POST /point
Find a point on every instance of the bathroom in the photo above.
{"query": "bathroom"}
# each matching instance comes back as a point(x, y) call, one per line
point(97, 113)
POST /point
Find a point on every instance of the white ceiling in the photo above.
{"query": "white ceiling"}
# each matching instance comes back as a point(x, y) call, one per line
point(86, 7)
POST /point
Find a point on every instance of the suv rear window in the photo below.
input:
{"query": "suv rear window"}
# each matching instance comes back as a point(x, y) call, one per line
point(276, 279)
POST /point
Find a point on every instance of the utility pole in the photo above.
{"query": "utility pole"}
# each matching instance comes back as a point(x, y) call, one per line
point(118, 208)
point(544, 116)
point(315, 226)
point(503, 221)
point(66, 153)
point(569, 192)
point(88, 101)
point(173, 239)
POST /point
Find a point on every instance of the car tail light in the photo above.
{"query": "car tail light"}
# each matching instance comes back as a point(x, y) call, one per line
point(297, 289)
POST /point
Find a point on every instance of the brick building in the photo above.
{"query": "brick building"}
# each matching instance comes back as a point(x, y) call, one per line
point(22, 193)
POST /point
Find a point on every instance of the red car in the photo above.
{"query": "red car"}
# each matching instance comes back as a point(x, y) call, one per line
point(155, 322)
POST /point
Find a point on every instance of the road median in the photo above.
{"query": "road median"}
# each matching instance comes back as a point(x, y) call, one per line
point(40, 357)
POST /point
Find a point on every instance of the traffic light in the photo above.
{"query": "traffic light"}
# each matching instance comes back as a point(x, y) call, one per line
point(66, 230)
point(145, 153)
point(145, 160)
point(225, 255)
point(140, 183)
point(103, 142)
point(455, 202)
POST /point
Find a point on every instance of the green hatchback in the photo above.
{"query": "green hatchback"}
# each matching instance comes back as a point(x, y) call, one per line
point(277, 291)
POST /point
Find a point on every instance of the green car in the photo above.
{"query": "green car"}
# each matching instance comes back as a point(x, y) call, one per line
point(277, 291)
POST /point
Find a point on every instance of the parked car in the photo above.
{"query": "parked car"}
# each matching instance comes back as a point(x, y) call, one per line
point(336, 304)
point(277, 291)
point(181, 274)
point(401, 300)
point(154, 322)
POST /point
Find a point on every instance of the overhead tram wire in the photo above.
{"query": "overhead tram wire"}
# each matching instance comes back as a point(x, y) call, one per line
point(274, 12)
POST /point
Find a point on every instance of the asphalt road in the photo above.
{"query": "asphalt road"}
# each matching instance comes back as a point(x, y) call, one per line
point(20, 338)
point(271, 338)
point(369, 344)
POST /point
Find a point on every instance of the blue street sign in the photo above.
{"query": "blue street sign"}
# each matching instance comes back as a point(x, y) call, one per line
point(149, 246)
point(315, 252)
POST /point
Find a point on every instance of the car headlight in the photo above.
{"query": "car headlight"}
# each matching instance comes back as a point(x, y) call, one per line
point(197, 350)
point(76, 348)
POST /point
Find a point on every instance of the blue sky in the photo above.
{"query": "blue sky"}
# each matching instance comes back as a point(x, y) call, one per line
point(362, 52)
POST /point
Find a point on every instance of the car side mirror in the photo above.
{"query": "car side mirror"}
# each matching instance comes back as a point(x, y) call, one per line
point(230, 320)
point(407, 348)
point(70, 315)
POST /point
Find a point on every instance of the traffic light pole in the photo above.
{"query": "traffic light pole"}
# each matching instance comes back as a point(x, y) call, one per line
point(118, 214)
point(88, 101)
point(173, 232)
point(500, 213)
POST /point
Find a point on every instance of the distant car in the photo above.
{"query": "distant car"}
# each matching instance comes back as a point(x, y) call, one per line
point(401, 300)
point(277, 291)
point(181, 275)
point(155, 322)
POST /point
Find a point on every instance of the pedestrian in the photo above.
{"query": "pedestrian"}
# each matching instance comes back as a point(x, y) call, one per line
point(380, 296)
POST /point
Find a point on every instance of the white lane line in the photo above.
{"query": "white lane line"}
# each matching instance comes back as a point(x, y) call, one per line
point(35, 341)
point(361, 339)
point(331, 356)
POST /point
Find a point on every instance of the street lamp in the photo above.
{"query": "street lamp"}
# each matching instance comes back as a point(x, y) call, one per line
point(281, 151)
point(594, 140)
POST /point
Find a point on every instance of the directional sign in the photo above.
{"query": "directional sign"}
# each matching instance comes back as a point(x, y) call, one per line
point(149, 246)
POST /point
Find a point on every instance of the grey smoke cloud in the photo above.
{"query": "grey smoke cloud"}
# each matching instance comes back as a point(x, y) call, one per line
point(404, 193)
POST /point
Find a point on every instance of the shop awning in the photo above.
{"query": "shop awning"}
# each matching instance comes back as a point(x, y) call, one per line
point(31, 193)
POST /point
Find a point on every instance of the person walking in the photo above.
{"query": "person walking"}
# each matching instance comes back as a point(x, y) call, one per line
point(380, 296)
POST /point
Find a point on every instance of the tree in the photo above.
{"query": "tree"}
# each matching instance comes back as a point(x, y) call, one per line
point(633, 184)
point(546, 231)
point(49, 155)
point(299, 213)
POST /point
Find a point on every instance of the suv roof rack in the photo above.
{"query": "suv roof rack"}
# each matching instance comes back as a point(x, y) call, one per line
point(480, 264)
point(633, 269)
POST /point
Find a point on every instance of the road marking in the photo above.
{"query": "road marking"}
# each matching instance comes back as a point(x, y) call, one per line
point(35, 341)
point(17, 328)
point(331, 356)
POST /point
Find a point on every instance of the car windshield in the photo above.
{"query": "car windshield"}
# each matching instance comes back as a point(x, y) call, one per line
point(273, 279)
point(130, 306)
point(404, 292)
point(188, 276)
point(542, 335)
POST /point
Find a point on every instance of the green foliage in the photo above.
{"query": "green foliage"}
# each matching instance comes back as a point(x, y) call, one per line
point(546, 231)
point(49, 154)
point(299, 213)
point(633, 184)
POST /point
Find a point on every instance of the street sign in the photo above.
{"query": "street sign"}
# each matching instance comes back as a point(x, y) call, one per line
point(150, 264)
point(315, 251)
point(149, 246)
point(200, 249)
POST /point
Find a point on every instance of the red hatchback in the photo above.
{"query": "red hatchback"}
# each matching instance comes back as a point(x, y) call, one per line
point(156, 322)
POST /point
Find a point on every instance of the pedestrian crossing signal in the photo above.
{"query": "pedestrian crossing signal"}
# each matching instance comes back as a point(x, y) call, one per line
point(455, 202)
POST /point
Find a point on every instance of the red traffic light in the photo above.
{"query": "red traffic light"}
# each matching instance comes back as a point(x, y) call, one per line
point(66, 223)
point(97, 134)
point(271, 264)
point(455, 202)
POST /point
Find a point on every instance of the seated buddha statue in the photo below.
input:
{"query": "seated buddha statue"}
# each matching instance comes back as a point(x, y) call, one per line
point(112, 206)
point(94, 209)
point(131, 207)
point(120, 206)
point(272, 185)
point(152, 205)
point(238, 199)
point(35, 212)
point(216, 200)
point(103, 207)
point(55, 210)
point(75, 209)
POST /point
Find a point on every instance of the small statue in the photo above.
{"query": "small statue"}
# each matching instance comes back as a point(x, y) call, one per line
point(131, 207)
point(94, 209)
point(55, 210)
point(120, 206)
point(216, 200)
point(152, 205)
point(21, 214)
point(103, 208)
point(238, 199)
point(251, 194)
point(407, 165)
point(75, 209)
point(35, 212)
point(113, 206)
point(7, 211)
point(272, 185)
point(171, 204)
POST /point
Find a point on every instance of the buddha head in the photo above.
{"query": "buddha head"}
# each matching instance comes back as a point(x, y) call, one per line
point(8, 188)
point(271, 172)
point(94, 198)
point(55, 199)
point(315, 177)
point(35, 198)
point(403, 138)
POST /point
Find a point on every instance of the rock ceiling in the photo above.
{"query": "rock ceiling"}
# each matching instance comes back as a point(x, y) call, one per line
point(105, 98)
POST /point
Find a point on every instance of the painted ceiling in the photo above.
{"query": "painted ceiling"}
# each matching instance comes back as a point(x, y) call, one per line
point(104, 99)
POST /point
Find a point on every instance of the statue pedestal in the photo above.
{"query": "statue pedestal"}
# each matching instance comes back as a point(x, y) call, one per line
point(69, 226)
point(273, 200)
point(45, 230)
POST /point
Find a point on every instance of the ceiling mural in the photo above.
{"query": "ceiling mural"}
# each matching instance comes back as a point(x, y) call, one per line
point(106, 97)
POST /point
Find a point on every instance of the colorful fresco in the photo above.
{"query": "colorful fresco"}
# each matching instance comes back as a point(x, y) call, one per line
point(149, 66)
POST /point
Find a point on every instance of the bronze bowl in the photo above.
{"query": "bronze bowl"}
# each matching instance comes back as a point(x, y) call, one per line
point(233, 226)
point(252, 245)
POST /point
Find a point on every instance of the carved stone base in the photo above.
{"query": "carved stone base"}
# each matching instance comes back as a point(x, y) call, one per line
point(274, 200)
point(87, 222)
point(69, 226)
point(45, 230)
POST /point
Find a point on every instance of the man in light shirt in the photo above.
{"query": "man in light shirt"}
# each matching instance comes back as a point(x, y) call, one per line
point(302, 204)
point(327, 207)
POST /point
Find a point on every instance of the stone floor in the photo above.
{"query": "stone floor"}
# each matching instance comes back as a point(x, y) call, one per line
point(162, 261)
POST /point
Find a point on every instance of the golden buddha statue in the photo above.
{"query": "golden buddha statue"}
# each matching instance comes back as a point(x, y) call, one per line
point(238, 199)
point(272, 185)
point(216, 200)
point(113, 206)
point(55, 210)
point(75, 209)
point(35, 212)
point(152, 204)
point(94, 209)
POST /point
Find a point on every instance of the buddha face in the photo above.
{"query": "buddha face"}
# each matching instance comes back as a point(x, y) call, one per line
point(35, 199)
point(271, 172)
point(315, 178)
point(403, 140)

============================================================

PROBLEM:
Each line of the material that holds the string "pole" counts once; give the total alone.

WRITTEN REPLY:
4